Set of tasks:
#1 Please copy out the review starting with "- Sequence-Level Attribution" and going on through "sampling for LLMs.", renaming "LLMs" as "large language models".
#2 In the review, who proposed the d-TDA framework?

Passage shown:
Limitations & Future Work¶
- Sampling Quality Dependence: The accuracy of BIF depends on the quality of SGLD sampling from the local posterior; the singular loss landscapes of DNNs may invalidate standard SGLD convergence guarantees.
- Hyperparameter Sensitivity: There is no theoretical guidance for selecting the optimal step size \(\epsilon\), localization strength \(\gamma\), and inverse temperature \(\beta\), particularly in language model settings.
- Sequence-Level Attribution Underperforms EK-FAC: In the Pythia-14M fine-tuning setting, BIF achieves a lower LDS than EK-FAC, reflecting the difficulty of posterior sampling for LLMs.
- Computational Cost at Scale: Although no fit phase is required, each SGLD draw necessitates a forward pass over the full training and query sets, which remains substantial when the attribution dataset is very large.
- No Theoretical Convergence Rate: A rigorous analysis of how the sampling error of BIF decays with \(N_{\text{draws}}\) is currently absent.
Related Work & Insights¶
- Classical Influence Functions: Originally proposed by Cook (1977), introduced to deep learning by Koh & Liang (2020), and extended with the EK-FAC approximation (current SOTA) by Grosse et al. (2023).
- Gradient Similarity Methods: TRAK (Park et al., 2023b) approximates attribution via representation-space similarity; GradSim uses gradient inner products directly.
- Distributional TDA: Mlodozeniec et al. (2025) propose the d-TDA framework, of which BIF can be viewed as a mean-shift special case.
- Bayesian Infinitesimal Jackknife: Giordano & Broderick (2024) propose a similar idea in the analysis of Bayesian models, without localization or scaling to large LLMs.
- Singular Learning Theory: Lau et al. (2025) propose SGMCMC-based estimation of the local learning coefficient; the present paper adopts the same localization mechanism.
Rating¶
- Novelty: ★★★★★ — The theoretical insight of replacing the inverse Hessian with covariance estimation is elegant and profound; the definition of Local BIF is natural and broadly applicable.
- Practicality: ★★★★☆ — Architecture-agnostic for large models with high practical value for per-token attribution, though hyperparameter tuning still relies on empirical judgment.
- Theoretical Depth: ★★★★☆ — The asymptotic equivalence between BIF and classical IF is rigorously proved, but theoretical guarantees for sampling convergence and hyperparameter selection are lacking.
- Experimental Thoroughness: ★★★★☆ — Covers vision (CIFAR-10, ImageNet) and language (Pythia series) models with both qualitative and quantitative evaluations, though retraining experiments are conducted at relatively small scale.
- Writing Quality: ★★★★★ — The derivation from IF to BIF is clearly structured, Figures 1–2 provide intuitive and compelling visualizations, and Table 1 comparing the method against baselines is highly informative.

Extracted material:
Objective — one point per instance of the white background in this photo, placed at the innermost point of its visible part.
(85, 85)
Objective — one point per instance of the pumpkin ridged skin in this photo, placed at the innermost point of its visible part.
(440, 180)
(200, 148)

Your responses:
#1
- Sequence-Level Attribution Underperforms EK-FAC: In the Pythia-14M fine-tuning setting, BIF achieves a lower LDS than EK-FAC, reflecting the difficulty of posterior sampling for large language models.

#2 Mlodozeniec et al. (2025)